**To do**
Once a line is found to contain "following", copy it out of the listing.

*** Materials provided Section Begins ***

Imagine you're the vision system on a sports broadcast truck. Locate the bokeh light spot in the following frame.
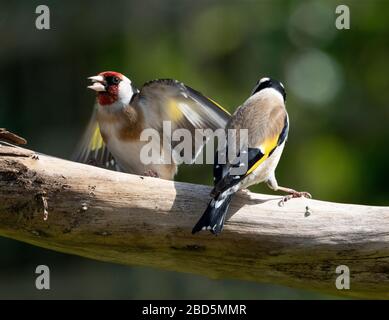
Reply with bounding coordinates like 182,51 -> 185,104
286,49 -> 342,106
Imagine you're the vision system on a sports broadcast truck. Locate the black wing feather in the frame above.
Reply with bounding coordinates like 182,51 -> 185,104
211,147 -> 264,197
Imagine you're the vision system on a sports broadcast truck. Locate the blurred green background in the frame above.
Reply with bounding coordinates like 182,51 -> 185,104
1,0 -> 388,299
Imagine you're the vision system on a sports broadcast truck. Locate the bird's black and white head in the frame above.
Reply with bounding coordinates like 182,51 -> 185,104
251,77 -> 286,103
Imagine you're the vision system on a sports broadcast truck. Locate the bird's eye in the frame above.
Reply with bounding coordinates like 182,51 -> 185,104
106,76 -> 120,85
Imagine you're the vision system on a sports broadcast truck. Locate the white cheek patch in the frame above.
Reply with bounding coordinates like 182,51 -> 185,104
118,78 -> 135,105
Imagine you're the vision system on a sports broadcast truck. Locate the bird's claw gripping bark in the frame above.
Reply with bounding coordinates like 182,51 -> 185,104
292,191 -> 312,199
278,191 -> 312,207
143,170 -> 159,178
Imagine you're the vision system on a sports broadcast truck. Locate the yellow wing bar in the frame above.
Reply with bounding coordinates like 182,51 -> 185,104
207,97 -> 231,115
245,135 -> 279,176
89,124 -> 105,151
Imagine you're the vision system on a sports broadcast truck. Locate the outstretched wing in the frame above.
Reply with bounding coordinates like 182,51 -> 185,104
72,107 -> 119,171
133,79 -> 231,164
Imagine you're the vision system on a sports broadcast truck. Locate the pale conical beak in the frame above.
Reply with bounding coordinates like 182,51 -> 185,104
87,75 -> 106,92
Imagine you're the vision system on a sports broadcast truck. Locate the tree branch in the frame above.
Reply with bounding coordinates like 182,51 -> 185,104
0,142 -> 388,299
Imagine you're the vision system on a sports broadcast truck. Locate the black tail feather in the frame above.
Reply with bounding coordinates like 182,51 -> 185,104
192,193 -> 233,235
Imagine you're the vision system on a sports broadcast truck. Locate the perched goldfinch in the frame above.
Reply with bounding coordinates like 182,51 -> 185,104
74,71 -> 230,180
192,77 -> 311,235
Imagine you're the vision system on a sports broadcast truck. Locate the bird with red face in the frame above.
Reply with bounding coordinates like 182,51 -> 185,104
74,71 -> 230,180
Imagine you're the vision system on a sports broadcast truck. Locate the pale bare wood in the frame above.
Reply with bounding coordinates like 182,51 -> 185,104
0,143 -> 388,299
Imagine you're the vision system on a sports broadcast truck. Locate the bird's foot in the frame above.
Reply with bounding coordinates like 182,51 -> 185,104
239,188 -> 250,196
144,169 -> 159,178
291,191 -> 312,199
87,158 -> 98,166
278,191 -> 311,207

*** Materials provided Section Ends ***
*** Materials provided Section Begins ***

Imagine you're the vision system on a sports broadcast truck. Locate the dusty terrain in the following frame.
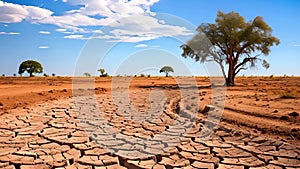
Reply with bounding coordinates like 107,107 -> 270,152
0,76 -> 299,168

*** Materials provided Section Ends ***

**Your response**
Imagine you're the vision system on a sports broadcast truck. Locate the bokeh light spot in the following frame.
Imagine you're the vision system on a sports broadcast truck. Locate the dusty terrain in the following frame.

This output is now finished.